(Coordinate annotation records)
▼

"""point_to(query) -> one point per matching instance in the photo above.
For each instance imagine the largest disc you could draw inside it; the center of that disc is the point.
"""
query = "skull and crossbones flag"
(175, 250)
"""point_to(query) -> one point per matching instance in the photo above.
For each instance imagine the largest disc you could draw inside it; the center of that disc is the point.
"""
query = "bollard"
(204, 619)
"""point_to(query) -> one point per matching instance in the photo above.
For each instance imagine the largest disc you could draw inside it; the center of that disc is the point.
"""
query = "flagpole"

▲

Render every line of the records above as a numbered list, omitting blank lines.

1. """point_to(query) -> one point per matching instance in the photo above.
2. For each instance imagine the largest disc you could draw inside it; the center of that disc is the point.
3. """
4. query = "skull and crossbones flag"
5. (175, 250)
6. """point_to(query) -> one point per matching instance in the photo above.
7. For each instance imagine the largest disc you could draw inside it; the center of that disc is the point.
8. """
9. query = "bollard"
10. (204, 619)
11. """point_to(query) -> one point per matching instance in the photo above.
12. For each instance imagine the largest disc you could draw inside it; the center of that disc is the point.
13. """
14. query = "flagpole"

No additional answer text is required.